*ФРАГМЕНТ ДОКУМЕНТА*
....

Ситуация «жизнь, уходящая неизвестно на что», весь ужас которой заключается в том, что все лучшее в нас, все жизни человеческие уходят неизвестно на что, в зияющую пустоту по имени профессор Серебряков, — универсальная ситуация пьесы, и профессор Серебряков начинает восприниматься как фигура символическая, как символ неведомого человеку мира. Созданная автором ситуация «жизнь, уходящая неизвестно на что» воспринимается как образ жизни в целом. Эта ситуация — отражение в пьесе чеховской концепции жизни.

Итак, тема «Дяди Вани» — человек перед лицом неведомого ему мира и драма человека, живущего в этом мире.

....

*ВХОДНЫЕ ДАННЫЕ*
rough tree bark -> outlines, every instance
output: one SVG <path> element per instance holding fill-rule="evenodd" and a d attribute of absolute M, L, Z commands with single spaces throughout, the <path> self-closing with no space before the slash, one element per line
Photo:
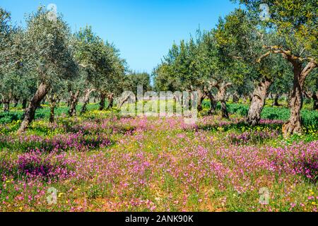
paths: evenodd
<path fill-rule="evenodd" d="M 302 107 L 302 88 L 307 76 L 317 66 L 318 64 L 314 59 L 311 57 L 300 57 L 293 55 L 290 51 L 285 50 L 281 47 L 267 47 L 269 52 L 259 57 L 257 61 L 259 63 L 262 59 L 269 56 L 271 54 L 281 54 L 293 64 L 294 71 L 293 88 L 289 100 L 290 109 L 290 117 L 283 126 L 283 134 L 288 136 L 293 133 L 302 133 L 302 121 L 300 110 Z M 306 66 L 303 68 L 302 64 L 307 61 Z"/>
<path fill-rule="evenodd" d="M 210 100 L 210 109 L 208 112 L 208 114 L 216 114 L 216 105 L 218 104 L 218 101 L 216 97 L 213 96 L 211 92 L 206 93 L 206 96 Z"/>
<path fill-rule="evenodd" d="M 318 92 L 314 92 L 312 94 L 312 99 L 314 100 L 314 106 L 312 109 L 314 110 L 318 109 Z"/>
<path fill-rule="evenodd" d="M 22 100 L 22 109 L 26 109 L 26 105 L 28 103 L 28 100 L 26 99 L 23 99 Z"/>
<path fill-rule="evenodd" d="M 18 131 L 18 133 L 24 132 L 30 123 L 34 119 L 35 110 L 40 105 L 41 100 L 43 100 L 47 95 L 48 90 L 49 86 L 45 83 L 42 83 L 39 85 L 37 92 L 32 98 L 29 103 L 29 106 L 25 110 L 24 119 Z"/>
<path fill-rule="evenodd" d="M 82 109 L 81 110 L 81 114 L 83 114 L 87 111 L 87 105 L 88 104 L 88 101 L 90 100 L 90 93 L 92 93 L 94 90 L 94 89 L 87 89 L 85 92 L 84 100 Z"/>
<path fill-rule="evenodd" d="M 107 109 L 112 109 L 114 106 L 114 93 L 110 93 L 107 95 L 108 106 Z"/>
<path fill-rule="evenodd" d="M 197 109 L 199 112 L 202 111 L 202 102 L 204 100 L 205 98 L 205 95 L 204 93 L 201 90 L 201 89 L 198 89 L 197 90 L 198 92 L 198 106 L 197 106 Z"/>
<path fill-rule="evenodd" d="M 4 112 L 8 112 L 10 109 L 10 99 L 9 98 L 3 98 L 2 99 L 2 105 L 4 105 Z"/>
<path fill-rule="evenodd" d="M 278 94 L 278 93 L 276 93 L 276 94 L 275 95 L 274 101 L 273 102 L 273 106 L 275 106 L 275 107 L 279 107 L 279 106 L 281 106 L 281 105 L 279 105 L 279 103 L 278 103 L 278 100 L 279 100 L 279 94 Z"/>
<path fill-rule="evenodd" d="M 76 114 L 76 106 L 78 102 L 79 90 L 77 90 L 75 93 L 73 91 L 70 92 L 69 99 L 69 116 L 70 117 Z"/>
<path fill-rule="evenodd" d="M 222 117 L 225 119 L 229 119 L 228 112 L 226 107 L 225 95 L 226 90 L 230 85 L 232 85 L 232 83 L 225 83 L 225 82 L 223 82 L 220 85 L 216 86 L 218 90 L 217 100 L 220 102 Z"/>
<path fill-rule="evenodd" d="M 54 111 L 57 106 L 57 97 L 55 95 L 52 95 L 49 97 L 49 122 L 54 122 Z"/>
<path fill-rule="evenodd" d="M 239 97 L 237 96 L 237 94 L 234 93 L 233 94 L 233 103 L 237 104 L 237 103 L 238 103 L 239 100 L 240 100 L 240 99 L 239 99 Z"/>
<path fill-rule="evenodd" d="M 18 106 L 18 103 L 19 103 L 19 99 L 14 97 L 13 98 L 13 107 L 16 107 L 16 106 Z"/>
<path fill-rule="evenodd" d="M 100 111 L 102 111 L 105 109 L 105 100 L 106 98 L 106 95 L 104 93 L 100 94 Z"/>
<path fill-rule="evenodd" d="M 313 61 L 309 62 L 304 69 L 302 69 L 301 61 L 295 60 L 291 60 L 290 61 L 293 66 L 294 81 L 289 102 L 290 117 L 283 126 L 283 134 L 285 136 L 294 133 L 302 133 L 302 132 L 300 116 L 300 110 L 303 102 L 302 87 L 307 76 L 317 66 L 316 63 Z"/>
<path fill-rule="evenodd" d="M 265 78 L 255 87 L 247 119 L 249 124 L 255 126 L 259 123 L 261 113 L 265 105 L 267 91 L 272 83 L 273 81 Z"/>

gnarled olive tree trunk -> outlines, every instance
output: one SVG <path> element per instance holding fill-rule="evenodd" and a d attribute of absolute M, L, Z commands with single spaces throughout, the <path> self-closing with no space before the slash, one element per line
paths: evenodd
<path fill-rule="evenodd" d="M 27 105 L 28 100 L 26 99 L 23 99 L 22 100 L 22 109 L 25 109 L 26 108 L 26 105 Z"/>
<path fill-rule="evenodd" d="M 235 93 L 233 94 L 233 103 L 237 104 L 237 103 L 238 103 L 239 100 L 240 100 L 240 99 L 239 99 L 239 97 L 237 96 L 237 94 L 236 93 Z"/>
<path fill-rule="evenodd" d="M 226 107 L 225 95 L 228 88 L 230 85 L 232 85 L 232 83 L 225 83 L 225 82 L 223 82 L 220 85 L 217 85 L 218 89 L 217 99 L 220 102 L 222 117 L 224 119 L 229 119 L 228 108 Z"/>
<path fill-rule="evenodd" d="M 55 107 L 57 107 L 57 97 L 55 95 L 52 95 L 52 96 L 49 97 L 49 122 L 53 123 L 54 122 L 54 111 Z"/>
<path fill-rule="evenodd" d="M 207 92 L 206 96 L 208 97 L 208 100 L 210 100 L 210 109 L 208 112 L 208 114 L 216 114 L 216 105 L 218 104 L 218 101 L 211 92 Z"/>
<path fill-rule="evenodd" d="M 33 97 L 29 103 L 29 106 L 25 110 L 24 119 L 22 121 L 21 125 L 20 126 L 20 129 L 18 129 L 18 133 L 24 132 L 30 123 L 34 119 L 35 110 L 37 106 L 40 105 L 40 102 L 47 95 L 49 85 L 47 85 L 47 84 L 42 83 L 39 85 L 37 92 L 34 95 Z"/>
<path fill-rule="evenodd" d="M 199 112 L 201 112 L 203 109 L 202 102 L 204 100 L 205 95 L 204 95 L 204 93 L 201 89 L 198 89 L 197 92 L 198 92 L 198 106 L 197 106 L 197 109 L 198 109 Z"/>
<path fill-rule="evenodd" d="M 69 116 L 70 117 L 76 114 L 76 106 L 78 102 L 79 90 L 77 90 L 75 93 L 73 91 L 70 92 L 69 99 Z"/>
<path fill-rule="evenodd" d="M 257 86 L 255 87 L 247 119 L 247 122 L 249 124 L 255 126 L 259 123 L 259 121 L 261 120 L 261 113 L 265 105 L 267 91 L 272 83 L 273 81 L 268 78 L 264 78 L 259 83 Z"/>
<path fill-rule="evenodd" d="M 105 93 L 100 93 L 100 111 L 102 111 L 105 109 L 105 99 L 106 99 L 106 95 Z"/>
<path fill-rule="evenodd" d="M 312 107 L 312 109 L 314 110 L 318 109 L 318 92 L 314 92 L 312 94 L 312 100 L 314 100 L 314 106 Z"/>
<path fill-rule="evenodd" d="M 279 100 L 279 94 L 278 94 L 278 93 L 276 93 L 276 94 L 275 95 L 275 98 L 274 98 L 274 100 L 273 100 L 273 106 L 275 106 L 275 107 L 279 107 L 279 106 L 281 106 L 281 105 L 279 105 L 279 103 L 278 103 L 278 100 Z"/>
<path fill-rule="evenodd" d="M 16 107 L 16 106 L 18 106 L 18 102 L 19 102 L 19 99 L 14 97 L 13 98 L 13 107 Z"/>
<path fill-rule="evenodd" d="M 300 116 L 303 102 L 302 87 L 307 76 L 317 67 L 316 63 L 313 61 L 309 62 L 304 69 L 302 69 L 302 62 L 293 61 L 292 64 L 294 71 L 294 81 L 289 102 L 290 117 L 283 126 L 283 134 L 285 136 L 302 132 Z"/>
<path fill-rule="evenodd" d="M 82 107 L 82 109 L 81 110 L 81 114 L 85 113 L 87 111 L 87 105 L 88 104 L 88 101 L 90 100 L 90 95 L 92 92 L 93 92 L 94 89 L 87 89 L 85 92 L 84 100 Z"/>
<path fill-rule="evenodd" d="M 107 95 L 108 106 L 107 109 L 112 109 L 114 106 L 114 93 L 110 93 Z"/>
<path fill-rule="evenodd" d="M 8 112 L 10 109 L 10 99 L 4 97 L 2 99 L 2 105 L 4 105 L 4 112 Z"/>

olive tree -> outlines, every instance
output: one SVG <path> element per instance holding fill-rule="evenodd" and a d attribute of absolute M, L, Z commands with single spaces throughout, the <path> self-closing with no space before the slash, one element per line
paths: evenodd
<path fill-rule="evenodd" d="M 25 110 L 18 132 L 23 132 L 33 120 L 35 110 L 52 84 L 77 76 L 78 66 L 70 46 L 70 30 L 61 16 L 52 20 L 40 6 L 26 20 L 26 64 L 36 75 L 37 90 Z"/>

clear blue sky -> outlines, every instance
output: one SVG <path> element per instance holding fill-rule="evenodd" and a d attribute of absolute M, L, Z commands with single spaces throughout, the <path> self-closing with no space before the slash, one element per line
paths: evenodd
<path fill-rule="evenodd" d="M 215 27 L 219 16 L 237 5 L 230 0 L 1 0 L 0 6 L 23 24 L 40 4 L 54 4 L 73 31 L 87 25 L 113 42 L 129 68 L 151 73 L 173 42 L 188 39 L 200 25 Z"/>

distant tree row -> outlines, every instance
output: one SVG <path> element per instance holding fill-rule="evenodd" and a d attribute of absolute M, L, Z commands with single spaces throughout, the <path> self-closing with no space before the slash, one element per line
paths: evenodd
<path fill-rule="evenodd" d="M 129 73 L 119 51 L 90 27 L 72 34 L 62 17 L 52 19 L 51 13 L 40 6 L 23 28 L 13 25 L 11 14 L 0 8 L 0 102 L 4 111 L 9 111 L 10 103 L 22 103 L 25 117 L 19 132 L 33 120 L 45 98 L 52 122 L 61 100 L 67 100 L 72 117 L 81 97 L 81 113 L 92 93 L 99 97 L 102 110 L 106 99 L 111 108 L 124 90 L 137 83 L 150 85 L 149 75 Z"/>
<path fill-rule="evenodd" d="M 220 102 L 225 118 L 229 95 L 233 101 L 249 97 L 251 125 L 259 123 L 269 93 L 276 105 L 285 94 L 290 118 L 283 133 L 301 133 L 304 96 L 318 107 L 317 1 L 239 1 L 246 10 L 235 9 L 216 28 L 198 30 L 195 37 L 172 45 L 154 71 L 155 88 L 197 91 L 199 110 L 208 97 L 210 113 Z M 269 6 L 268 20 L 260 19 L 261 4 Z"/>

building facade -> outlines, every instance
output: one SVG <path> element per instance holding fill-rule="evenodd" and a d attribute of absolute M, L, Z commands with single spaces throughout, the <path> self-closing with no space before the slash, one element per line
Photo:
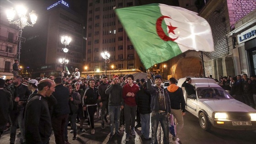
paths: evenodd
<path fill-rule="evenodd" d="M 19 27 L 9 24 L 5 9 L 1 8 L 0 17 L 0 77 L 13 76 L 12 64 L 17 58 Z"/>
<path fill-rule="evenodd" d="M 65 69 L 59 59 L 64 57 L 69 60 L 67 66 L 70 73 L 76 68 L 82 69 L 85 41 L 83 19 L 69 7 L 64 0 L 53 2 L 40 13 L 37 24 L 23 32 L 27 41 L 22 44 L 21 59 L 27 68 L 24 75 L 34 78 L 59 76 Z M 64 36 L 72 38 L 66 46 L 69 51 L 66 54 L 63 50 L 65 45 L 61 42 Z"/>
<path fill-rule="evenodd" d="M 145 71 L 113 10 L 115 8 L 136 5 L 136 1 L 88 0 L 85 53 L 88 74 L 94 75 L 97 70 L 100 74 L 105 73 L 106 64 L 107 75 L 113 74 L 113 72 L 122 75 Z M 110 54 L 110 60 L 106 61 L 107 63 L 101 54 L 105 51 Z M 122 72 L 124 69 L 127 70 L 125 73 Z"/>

....

*ВОПРОСЫ*
(1) Какую тему «Дяди Вани» называет фрагмент документа?
(2) Перескажите короче, в виде списка, абзац фрагмента документа, начинающийся словами «Ситуация «жизнь, уходящая неизвестно на что»», сохранив его главные мысли.

*ОТВЕТЫ ПО ПУНКТАМ*
(1) Человек перед лицом неведомого ему мира и драма человека, живущего в этом мире.

(2)
- Ситуация «жизнь, уходящая неизвестно на что» универсальна для пьесы: всё лучшее в людях и сами их жизни уходят в зияющую пустоту по имени профессор Серебряков.
- Поэтому Серебряков воспринимается как символическая фигура, символ неведомого человеку мира.
- Эта ситуация воспринимается как образ жизни в целом и отражает чеховскую концепцию жизни.